WHAT IS NEEDED: What lines in the records below mention "metal"? List them all.

Source data:

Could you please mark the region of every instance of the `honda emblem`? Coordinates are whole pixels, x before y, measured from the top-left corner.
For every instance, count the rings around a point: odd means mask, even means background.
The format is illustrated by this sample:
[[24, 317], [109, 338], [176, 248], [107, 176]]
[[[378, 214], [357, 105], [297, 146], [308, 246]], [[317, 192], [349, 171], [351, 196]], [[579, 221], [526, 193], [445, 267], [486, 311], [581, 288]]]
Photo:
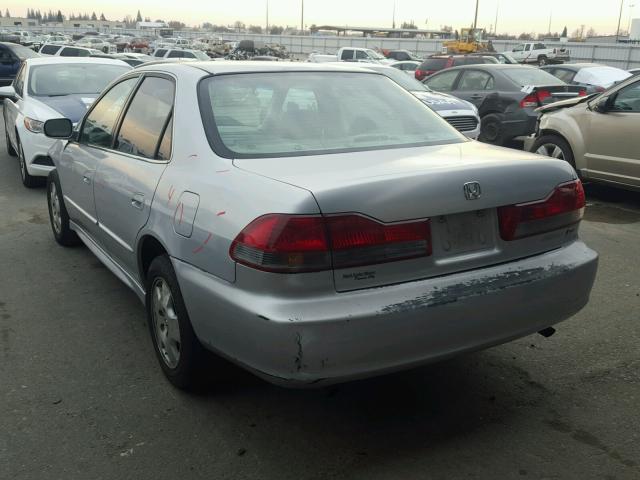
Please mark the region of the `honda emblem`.
[[464, 184], [464, 196], [467, 200], [477, 200], [482, 195], [482, 189], [478, 182], [469, 182]]

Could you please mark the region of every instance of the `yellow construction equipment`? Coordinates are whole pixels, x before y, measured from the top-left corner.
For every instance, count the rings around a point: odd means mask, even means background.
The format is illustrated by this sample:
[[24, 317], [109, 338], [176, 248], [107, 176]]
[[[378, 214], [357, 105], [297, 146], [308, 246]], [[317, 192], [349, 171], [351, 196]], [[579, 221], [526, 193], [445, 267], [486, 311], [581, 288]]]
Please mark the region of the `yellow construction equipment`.
[[442, 45], [445, 53], [476, 53], [493, 51], [490, 43], [484, 41], [483, 28], [463, 28], [460, 34], [456, 32], [455, 40], [448, 40]]

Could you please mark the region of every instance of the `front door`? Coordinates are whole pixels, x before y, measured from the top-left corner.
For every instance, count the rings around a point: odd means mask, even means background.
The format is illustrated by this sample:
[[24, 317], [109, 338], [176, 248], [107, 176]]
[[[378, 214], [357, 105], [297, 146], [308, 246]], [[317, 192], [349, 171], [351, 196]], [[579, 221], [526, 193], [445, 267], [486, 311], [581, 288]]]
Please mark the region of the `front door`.
[[134, 77], [116, 84], [94, 105], [78, 141], [67, 144], [56, 166], [69, 216], [93, 237], [97, 234], [95, 172], [107, 157], [116, 123], [137, 82]]
[[607, 113], [592, 113], [585, 154], [589, 176], [640, 187], [640, 81], [613, 95]]
[[493, 75], [482, 70], [464, 70], [455, 89], [455, 96], [480, 107], [487, 95], [495, 90]]
[[96, 174], [101, 243], [131, 275], [137, 271], [136, 239], [171, 155], [174, 93], [169, 78], [143, 79]]

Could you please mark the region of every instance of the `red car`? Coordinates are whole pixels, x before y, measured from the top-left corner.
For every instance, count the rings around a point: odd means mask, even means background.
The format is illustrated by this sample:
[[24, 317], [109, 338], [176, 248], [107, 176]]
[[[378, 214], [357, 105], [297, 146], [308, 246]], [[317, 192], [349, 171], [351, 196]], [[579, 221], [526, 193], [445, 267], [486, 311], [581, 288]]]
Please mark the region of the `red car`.
[[500, 62], [493, 57], [481, 57], [476, 55], [431, 55], [416, 69], [416, 80], [422, 81], [429, 75], [433, 75], [445, 68], [481, 63]]

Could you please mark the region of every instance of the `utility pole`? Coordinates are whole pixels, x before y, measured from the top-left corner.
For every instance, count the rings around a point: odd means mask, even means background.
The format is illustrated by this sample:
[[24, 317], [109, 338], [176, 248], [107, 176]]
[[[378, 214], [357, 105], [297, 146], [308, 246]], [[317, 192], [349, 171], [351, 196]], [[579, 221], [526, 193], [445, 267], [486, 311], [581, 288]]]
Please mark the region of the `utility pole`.
[[627, 33], [631, 34], [631, 17], [633, 17], [633, 8], [636, 6], [635, 3], [629, 4], [629, 21], [627, 22]]
[[300, 30], [304, 35], [304, 0], [302, 0], [302, 14], [300, 16]]
[[269, 35], [269, 0], [267, 0], [267, 30], [266, 34]]
[[618, 17], [618, 29], [616, 30], [616, 43], [620, 41], [620, 22], [622, 22], [622, 7], [624, 7], [624, 0], [620, 0], [620, 16]]
[[393, 0], [393, 20], [391, 22], [391, 27], [396, 28], [396, 1]]
[[473, 19], [473, 29], [475, 30], [478, 26], [478, 4], [480, 3], [480, 0], [476, 0], [476, 16]]
[[498, 10], [500, 10], [500, 0], [498, 0], [498, 3], [496, 4], [496, 21], [493, 24], [493, 36], [494, 37], [498, 36]]
[[551, 36], [551, 19], [552, 18], [553, 18], [553, 10], [549, 12], [549, 30], [547, 30], [547, 33], [549, 34], [549, 36]]

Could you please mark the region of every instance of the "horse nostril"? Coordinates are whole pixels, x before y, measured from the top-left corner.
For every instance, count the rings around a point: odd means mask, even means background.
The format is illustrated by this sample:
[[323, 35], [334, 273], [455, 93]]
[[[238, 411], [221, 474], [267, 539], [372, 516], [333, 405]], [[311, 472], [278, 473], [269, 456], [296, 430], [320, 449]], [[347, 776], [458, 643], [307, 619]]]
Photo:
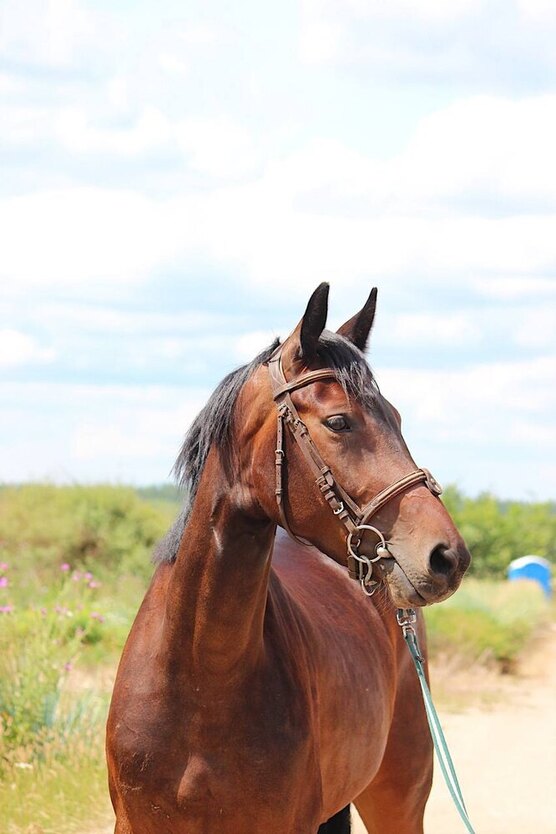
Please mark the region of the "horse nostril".
[[450, 576], [456, 567], [457, 557], [445, 544], [437, 544], [430, 555], [430, 569], [440, 576]]

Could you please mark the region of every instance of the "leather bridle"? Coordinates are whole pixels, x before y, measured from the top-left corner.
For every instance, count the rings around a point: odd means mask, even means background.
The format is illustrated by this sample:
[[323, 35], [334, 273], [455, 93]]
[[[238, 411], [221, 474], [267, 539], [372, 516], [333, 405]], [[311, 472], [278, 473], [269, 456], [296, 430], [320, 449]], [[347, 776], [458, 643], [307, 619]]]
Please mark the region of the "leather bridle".
[[[307, 542], [302, 541], [293, 533], [286, 517], [284, 505], [284, 469], [286, 465], [284, 425], [286, 425], [299, 446], [309, 469], [315, 476], [316, 484], [330, 509], [346, 527], [347, 566], [349, 575], [352, 579], [359, 581], [365, 593], [370, 596], [378, 586], [377, 580], [372, 579], [373, 564], [379, 562], [381, 559], [391, 558], [392, 554], [388, 549], [388, 542], [385, 540], [381, 531], [369, 524], [369, 520], [392, 498], [401, 495], [417, 484], [424, 484], [436, 496], [441, 494], [442, 487], [427, 469], [415, 469], [413, 472], [390, 484], [386, 489], [381, 490], [371, 501], [363, 507], [360, 507], [334, 478], [330, 467], [321, 457], [319, 450], [309, 434], [307, 426], [301, 420], [290, 396], [292, 391], [297, 391], [299, 388], [303, 388], [313, 382], [330, 379], [337, 382], [338, 378], [331, 368], [323, 368], [318, 371], [309, 371], [297, 379], [288, 382], [282, 368], [282, 347], [280, 345], [268, 360], [273, 398], [278, 407], [275, 464], [276, 502], [278, 504], [281, 525], [293, 539], [300, 541], [302, 544], [307, 544]], [[362, 534], [365, 530], [370, 530], [375, 533], [379, 539], [378, 544], [375, 546], [376, 556], [373, 558], [358, 552]]]

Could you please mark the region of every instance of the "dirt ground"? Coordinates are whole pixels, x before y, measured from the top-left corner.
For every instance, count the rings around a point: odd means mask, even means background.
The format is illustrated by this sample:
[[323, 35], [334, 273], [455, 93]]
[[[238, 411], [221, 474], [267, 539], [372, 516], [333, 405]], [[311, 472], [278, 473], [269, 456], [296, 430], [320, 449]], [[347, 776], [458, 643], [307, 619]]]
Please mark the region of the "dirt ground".
[[[497, 686], [488, 705], [440, 710], [471, 822], [476, 834], [556, 834], [555, 626], [519, 677], [502, 678]], [[358, 817], [353, 828], [365, 832]], [[425, 832], [465, 830], [436, 767]]]
[[[556, 834], [556, 626], [516, 677], [439, 668], [432, 680], [450, 704], [440, 719], [476, 834]], [[353, 817], [353, 834], [365, 834]], [[436, 768], [425, 834], [458, 832], [464, 825]]]

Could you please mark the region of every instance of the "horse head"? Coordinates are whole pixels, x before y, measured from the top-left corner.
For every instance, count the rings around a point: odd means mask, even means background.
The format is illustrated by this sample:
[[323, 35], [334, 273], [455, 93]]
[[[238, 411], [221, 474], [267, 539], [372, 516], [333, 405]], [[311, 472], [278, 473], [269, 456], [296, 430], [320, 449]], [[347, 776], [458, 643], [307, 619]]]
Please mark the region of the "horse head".
[[347, 564], [368, 593], [384, 584], [398, 607], [439, 602], [470, 555], [365, 360], [376, 289], [336, 333], [325, 330], [327, 304], [321, 284], [243, 387], [243, 495], [252, 513]]

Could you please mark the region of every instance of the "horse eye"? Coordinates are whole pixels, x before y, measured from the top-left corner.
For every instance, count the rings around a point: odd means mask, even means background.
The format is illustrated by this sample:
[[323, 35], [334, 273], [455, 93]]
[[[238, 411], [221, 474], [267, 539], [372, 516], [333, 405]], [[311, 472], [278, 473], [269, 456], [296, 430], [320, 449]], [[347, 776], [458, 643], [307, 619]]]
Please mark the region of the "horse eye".
[[327, 426], [332, 431], [349, 431], [350, 426], [348, 421], [345, 417], [341, 414], [336, 414], [334, 417], [329, 417], [327, 420], [324, 421], [324, 425]]

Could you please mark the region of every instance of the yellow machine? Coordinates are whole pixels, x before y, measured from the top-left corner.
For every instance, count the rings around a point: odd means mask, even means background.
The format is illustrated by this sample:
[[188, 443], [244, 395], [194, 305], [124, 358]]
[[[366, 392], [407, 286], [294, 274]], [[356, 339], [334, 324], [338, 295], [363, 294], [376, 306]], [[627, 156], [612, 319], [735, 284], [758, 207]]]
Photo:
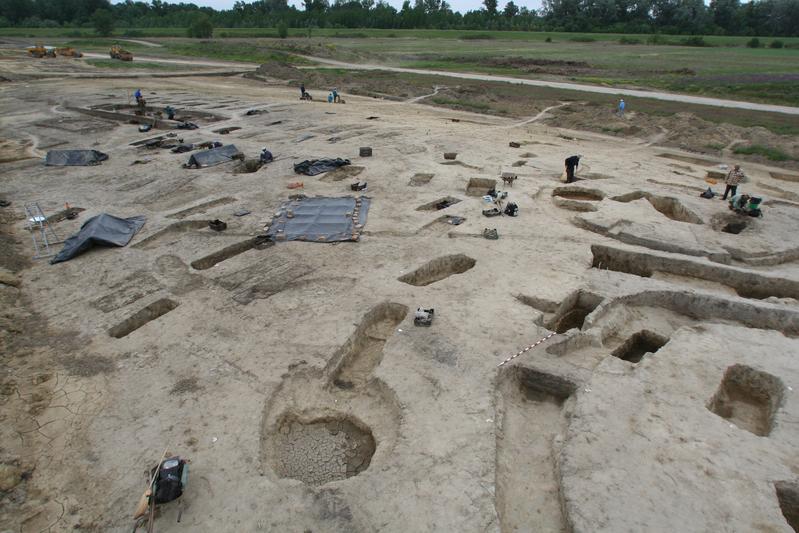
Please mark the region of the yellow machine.
[[62, 48], [55, 49], [55, 55], [59, 57], [83, 57], [83, 54], [80, 53], [78, 50], [75, 50], [71, 46], [64, 46]]
[[133, 54], [115, 44], [111, 47], [111, 59], [119, 59], [120, 61], [133, 61]]
[[41, 43], [37, 43], [36, 46], [29, 46], [28, 47], [28, 54], [32, 57], [55, 57], [55, 48], [52, 46], [44, 46]]

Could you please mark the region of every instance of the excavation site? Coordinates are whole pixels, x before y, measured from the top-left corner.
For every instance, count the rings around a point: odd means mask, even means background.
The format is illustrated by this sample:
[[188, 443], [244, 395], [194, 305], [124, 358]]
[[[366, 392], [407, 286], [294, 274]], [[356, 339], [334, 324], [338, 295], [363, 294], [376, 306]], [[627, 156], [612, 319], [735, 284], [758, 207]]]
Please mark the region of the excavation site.
[[183, 61], [0, 61], [0, 531], [797, 530], [796, 160]]

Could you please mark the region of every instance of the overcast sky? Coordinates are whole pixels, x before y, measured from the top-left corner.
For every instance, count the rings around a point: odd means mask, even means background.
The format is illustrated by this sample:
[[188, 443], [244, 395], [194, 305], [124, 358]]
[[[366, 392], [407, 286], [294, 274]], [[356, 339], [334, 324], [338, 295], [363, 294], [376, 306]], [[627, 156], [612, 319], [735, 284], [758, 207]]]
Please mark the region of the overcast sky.
[[[122, 0], [114, 0], [114, 3], [118, 3], [119, 1]], [[184, 1], [186, 3], [190, 2], [193, 4], [197, 4], [198, 6], [210, 6], [215, 9], [230, 9], [231, 7], [233, 7], [233, 3], [235, 2], [235, 0], [184, 0]], [[403, 0], [388, 0], [388, 3], [399, 9], [400, 7], [402, 7], [402, 1]], [[447, 0], [447, 1], [452, 6], [452, 9], [454, 11], [460, 11], [461, 13], [466, 13], [467, 11], [470, 11], [472, 9], [479, 9], [483, 5], [482, 0]], [[170, 3], [178, 3], [178, 2], [170, 2]], [[507, 0], [498, 0], [499, 8], [502, 9], [506, 3]], [[530, 9], [538, 9], [541, 7], [540, 0], [518, 0], [518, 1], [514, 0], [514, 3], [519, 7], [527, 6]], [[302, 8], [301, 0], [289, 0], [289, 4]], [[411, 1], [411, 4], [413, 4], [413, 0]]]

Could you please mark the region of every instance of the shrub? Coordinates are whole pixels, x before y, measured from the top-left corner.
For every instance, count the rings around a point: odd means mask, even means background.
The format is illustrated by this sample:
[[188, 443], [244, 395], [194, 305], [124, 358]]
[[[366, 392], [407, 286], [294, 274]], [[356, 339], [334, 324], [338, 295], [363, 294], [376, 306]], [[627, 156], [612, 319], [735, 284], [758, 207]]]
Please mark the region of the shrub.
[[782, 48], [783, 44], [782, 41], [771, 41], [771, 44], [768, 45], [769, 48]]
[[208, 15], [202, 14], [194, 19], [186, 34], [195, 39], [209, 39], [214, 35], [214, 25]]
[[683, 46], [710, 46], [705, 42], [705, 38], [701, 35], [692, 35], [687, 39], [680, 41]]
[[619, 39], [619, 44], [641, 44], [641, 39], [624, 36], [621, 39]]
[[144, 32], [141, 30], [129, 29], [122, 33], [122, 37], [144, 37]]
[[650, 35], [646, 38], [646, 44], [671, 44], [668, 39], [663, 37], [662, 35]]
[[552, 42], [552, 37], [547, 37], [546, 39], [544, 39], [544, 42], [545, 43], [551, 43]]
[[494, 36], [490, 33], [467, 33], [466, 35], [461, 35], [458, 38], [464, 41], [485, 41], [493, 39]]
[[282, 20], [277, 24], [277, 34], [281, 39], [285, 39], [289, 36], [289, 27], [286, 26], [286, 23]]
[[760, 39], [757, 37], [752, 37], [748, 41], [746, 41], [746, 46], [749, 48], [760, 48]]
[[790, 155], [777, 148], [752, 144], [750, 146], [738, 146], [732, 149], [736, 154], [760, 155], [772, 161], [789, 161], [793, 159]]
[[71, 30], [71, 31], [68, 31], [65, 35], [67, 37], [71, 37], [71, 38], [84, 37], [83, 32], [80, 31], [80, 30]]
[[98, 9], [92, 15], [92, 26], [100, 37], [108, 37], [114, 31], [114, 15], [107, 9]]
[[572, 37], [569, 40], [575, 43], [593, 43], [596, 41], [593, 37]]

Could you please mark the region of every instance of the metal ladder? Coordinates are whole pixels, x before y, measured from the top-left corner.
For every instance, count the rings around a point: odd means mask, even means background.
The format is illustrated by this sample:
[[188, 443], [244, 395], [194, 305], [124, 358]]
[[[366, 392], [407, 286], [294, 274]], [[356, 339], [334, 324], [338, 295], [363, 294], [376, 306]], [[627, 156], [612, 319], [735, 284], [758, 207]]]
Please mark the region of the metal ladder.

RESULT BELOW:
Could you please mark the region of every instance of the metal ladder? Coordinates are whole pixels, x before y, measured from the top-left corner.
Please mark the region of the metal ladder.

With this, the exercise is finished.